TEXT UNDER STUDY |

                        Rusch was charged with arson to a building.  After a psychological evaluation, he withdrew his pleas of not guilty and not guilty by reason of mental disease or defect, and pleaded guilty to the charge.  Under the terms of the plea bargain, the State recommended a prison sentence but did not make a recommendation as to the length of the sentence.  The court sentenced Rusch to ten years in prison.

                        The no merit report addresses the effectiveness of Rusch's trial counsel, the validity of the guilty plea and the propriety of the ten-year sentence.  We agree with counsel's analysis of these issues.

ACTIVITIES |
**A)** Answer these from the court excerpt about Rusch's arson case:
(i) What crime was Rusch charged with?
(ii) What sentence did the court impose?
(iii) Which three issues does the no merit report address?
**B)** Continue the court excerpt about Rusch's arson case, beginning right after its final sentence.

DATA |
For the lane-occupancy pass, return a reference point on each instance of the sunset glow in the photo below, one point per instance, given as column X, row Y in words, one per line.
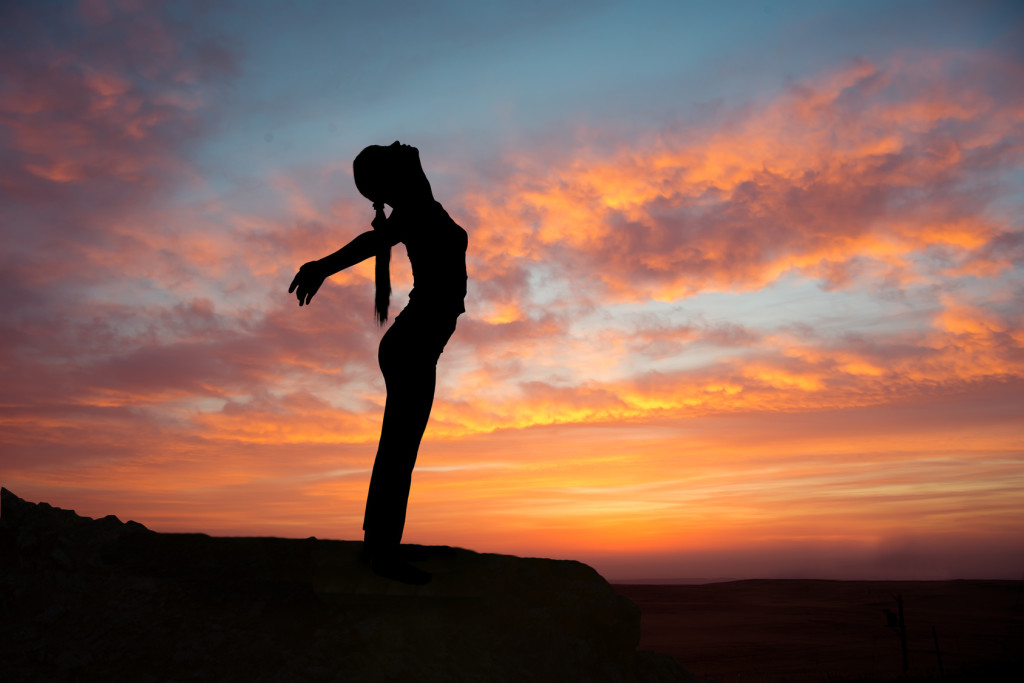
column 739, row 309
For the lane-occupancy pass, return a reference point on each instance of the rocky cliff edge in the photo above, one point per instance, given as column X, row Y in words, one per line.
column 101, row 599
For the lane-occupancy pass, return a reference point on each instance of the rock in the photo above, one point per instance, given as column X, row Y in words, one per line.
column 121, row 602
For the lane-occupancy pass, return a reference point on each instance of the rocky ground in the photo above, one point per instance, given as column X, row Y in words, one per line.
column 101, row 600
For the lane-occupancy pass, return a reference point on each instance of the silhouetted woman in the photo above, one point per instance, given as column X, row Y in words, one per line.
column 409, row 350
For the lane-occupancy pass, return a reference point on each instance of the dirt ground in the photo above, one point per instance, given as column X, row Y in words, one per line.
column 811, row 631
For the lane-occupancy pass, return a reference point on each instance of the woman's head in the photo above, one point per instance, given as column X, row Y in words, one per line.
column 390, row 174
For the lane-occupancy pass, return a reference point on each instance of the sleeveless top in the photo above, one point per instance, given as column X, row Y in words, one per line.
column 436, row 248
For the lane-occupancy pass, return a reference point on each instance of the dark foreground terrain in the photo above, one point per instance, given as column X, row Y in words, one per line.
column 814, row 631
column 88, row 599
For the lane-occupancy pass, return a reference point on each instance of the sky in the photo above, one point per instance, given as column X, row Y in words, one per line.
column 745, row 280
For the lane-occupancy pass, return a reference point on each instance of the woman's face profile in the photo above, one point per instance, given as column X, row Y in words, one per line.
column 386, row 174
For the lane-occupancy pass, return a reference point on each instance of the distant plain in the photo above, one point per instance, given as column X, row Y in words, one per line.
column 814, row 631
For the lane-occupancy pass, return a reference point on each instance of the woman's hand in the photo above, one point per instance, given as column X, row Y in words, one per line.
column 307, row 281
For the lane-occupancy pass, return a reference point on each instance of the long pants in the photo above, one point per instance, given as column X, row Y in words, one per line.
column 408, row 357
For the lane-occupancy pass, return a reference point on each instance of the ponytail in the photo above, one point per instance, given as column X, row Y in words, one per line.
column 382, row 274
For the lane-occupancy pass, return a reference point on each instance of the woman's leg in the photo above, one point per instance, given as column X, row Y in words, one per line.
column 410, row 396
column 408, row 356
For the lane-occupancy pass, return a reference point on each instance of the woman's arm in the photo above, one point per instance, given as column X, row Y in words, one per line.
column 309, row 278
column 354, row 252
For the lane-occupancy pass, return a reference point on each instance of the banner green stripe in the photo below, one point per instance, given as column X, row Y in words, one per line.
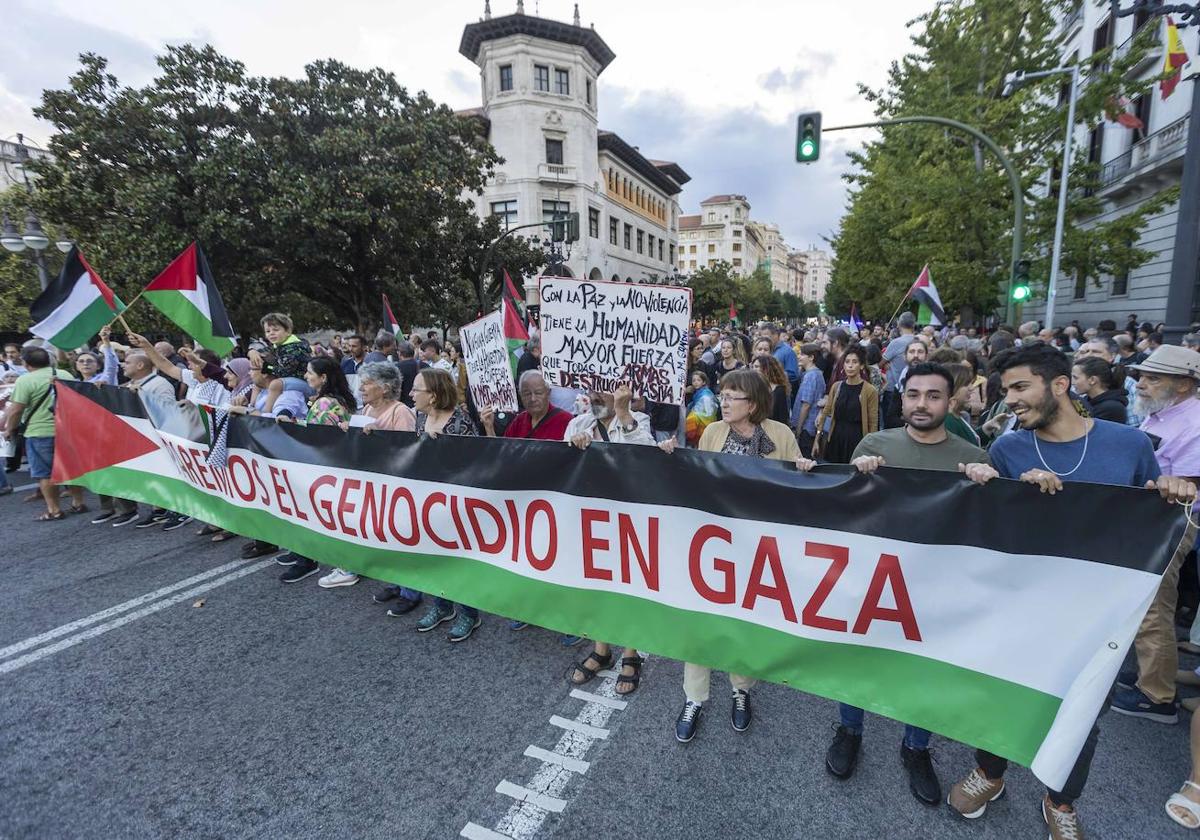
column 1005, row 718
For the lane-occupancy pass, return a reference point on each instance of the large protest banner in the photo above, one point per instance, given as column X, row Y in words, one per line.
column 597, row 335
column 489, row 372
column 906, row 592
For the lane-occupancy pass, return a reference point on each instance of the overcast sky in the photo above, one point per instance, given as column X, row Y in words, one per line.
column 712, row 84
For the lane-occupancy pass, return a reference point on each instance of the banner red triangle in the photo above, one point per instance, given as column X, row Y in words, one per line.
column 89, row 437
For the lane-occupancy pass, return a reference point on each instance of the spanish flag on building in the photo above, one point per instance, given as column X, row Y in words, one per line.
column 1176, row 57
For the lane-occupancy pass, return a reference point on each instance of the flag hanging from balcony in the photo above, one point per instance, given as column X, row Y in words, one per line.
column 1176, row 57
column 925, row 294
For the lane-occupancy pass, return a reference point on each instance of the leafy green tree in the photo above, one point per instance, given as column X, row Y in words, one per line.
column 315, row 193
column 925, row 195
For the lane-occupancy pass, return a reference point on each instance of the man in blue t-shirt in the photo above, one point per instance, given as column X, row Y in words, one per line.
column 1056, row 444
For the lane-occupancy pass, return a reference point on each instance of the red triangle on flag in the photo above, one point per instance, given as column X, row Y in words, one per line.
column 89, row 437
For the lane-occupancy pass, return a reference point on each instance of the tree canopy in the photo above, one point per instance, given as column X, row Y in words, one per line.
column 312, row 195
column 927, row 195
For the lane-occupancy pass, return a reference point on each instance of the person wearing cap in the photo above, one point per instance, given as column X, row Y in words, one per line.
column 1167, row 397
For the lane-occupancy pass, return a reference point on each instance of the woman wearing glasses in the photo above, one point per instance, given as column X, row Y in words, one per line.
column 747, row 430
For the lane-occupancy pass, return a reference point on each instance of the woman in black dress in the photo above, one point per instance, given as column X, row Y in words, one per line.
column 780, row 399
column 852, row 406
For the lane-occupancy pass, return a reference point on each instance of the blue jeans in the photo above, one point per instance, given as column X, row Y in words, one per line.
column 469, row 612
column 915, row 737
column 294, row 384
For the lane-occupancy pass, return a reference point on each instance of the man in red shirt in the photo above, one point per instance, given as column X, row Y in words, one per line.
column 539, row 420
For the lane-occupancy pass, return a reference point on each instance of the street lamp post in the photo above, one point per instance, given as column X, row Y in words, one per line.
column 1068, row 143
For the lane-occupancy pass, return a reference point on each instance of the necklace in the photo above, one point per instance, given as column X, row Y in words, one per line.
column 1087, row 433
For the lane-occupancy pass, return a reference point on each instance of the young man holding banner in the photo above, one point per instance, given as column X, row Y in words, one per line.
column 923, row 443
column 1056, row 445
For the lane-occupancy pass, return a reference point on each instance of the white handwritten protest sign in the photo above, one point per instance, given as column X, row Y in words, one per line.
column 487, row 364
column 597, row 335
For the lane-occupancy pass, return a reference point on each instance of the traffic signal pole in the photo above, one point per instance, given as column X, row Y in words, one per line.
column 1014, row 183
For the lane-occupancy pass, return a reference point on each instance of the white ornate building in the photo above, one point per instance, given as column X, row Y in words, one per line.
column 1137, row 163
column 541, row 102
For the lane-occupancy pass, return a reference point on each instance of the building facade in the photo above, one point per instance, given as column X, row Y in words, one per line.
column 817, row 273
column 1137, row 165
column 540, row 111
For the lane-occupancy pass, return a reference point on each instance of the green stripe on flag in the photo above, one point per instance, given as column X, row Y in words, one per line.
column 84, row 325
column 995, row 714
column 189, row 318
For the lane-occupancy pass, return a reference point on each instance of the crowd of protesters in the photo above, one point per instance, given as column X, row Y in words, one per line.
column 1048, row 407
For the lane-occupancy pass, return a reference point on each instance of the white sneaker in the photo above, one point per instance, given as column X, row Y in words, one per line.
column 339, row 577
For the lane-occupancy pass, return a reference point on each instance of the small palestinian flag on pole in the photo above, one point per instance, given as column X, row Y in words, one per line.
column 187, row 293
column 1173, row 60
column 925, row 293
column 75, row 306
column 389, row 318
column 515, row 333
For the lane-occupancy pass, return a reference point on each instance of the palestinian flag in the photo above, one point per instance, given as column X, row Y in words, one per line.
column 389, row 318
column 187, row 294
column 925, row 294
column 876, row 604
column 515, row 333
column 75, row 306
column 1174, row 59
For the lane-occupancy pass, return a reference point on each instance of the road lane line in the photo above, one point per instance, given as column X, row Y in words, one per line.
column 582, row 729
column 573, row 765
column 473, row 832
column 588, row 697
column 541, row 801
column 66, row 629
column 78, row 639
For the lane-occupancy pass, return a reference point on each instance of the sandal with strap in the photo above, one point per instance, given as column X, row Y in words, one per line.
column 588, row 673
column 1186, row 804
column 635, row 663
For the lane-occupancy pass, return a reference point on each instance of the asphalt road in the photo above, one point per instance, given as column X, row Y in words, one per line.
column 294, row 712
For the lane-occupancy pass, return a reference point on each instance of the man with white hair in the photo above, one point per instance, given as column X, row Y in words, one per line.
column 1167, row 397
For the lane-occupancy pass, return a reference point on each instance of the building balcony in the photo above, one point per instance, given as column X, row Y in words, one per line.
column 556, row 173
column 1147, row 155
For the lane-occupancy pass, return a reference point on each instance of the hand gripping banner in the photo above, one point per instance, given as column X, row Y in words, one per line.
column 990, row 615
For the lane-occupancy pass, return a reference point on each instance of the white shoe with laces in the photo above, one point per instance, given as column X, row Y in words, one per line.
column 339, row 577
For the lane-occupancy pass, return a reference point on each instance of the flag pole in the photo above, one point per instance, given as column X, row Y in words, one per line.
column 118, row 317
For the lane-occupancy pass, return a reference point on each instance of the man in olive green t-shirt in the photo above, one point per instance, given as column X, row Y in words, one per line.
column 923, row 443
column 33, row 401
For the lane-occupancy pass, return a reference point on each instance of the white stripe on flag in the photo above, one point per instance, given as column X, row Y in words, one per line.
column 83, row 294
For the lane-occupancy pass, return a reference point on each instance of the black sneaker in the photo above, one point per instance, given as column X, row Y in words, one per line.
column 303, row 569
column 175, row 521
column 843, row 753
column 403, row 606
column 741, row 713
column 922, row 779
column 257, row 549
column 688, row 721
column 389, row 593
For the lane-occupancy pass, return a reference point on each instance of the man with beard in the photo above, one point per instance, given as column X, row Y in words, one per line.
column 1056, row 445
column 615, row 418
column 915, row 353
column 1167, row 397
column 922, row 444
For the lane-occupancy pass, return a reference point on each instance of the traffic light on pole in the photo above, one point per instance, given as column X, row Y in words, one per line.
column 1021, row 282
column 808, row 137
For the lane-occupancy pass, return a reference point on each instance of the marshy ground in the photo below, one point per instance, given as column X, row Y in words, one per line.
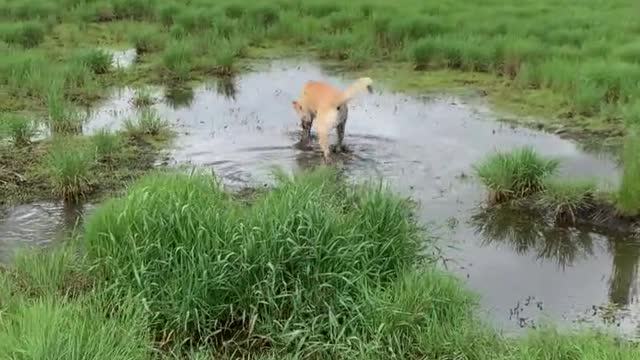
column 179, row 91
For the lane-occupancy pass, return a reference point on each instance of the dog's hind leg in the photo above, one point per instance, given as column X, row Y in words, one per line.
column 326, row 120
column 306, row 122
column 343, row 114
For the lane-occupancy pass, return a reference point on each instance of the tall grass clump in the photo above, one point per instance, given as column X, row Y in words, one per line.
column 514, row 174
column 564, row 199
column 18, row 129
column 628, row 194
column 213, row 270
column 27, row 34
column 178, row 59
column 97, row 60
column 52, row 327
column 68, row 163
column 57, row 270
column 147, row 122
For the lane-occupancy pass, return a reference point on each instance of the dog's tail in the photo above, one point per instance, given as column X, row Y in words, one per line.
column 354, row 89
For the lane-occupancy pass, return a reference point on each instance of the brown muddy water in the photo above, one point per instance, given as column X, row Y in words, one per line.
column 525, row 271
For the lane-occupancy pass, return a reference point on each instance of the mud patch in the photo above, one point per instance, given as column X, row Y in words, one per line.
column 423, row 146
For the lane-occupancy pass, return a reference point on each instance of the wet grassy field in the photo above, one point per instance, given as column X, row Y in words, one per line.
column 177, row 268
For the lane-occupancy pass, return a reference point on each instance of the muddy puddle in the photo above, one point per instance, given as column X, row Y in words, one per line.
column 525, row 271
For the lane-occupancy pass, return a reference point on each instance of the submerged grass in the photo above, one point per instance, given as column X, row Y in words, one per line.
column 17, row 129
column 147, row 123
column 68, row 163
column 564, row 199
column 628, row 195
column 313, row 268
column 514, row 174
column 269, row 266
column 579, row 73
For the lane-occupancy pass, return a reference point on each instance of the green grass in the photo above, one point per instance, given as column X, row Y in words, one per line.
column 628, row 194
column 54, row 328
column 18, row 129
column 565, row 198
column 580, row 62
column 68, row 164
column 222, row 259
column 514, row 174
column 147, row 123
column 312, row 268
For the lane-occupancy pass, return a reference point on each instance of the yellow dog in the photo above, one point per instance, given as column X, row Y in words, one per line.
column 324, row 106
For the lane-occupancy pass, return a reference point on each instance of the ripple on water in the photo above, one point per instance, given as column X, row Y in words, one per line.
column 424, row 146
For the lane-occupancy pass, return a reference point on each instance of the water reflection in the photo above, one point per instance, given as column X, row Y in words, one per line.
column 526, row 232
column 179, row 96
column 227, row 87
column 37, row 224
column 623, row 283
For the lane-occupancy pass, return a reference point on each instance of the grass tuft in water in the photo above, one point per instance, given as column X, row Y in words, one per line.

PER-TASK OUTPUTS |
**A)**
(i) Arson to a building.
(ii) Ten years in prison.
(iii) The effectiveness of Rusch's trial counsel, the validity of the guilty plea, and the propriety of the ten-year sentence.

**B)**
                        In his response, Rusch states that he was arrested without being advised of his rights and that his trial counsel was ineffective because counsel did not file a motion to suppress Rusch's statements.  The record does not establish either deficient performance or prejudice arising from counsel's decision to seek a plea agreement rather than contest the admissibility of the statements  See Strickland v. Washington, 466 U.S. 668, 687 (1984).  Detective Haas testified at the preliminary hearing that he advised Rusch of his rights and that Rusch indicated he understood those rights and was willing to waive them by making a statement at that time.  A suppression motion would have failed if the court believed Haas's testimony.  Furthermore, even if Rusch was not informed of his Miranda rights, the remedy of suppressing any prior statements would not significantly diminish the State's case.  The State had strong evidence of Rusch's guilt regardless of the admissibility of his statements.  Negotiating a plea bargain that avoided additional arson charges and did not allow the State to recommend a lengthy prison term was a reasonable strategy under the circumstances.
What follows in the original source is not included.